** TASK GOAL **
Please return the part of the passage below about losing a grandfather between "Until October 9, 2012." and "impact a person.", inclusive, copied word for word.
*** PASSAGE SHOWN ***
12/18/2012, 8:30 p.m. - Today, I believed it's true that you can die of a broken heart.
Think about it: 63 years of marriage. A couple that met in high school, married before graduation, and had the love to stay together for 63 years.
Until October 9, 2012.
At the age of 80, I lost my grandfather, Charles Dusett, Sr.
The whole family took it hard. We made extra calls and visits to make sure Grandma was doing alright.
We saw how the loss of a true life partner, a friend and lover of six decades, can impact a person.
Granted, in their later years, Grandma and Grandpa would bicker. They sounded like they became annoyed with one another.
At the same time instead of "Charles" and "Ada," they referred to one another as "Ma" and "Dad."
Grandma kept a diary every day since I was a kid, and probably before that time. Today, I found her diary on the table, and curiosity couldn't stop me from taking a peek. I speculated that she'd written some emotional reflections on us (alright, I was specifically looking for the days when I had visited her).
*** End of PASSAGE SHOWN ***
*** STUDY MATERIAL ***
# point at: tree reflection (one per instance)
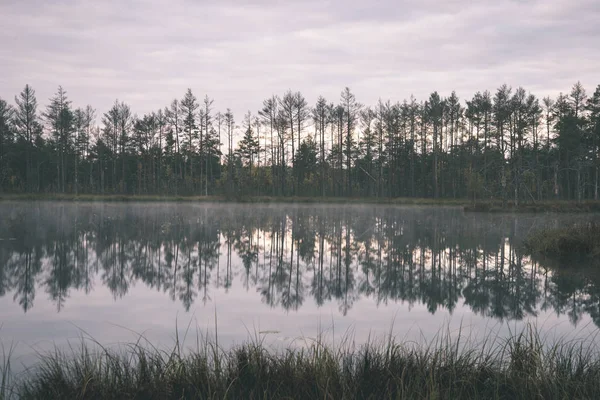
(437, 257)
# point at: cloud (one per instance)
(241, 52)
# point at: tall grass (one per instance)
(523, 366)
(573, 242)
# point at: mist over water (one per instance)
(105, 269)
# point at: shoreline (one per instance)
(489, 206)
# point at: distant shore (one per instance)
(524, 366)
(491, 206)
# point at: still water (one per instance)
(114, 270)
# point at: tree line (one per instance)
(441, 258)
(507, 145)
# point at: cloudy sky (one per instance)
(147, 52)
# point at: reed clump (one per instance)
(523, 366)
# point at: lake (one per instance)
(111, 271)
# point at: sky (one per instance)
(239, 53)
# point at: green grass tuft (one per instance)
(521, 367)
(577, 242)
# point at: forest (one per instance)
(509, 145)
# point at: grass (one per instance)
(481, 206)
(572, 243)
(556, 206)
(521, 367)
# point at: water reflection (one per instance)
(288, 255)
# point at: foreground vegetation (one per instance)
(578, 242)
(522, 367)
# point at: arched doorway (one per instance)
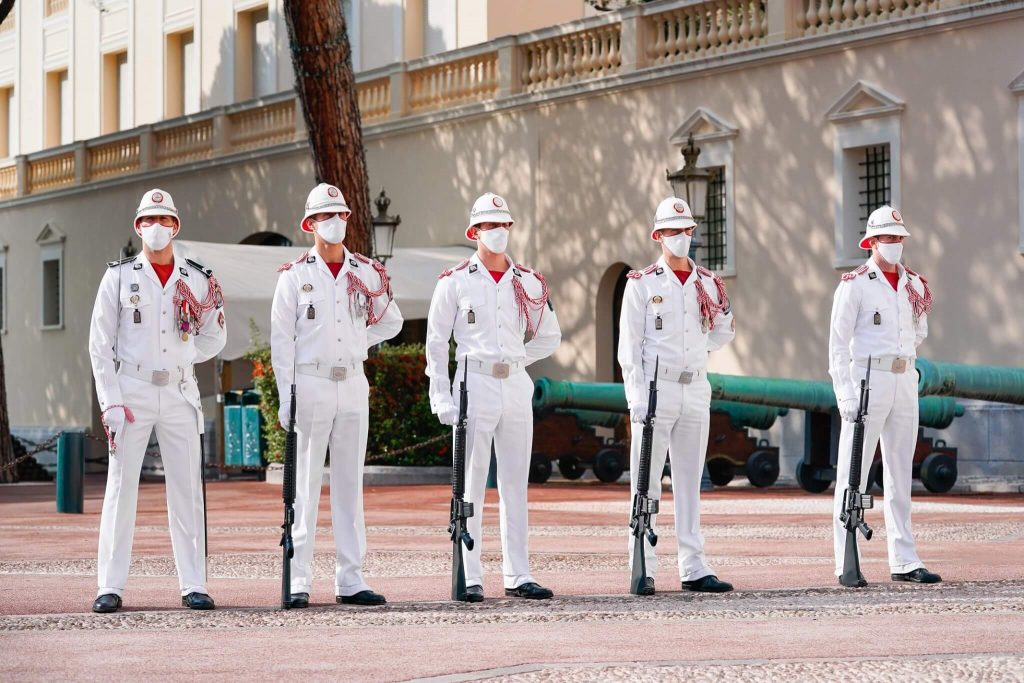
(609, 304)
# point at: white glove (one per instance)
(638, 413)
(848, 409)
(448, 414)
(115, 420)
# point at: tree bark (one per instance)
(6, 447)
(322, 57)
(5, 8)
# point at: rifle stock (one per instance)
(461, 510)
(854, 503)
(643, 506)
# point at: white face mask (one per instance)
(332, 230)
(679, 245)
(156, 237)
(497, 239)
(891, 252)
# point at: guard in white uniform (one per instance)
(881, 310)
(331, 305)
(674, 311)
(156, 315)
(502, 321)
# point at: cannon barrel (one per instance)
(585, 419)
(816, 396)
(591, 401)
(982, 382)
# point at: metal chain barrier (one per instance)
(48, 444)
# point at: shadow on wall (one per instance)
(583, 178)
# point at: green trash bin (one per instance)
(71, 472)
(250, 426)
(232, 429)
*** End of STUDY MATERIAL ***
** EXERCISE SOLUTION **
Until October 9, 2012.
At the age of 80, I lost my grandfather, Charles Dusett, Sr.
The whole family took it hard. We made extra calls and visits to make sure Grandma was doing alright.
We saw how the loss of a true life partner, a friend and lover of six decades, can impact a person.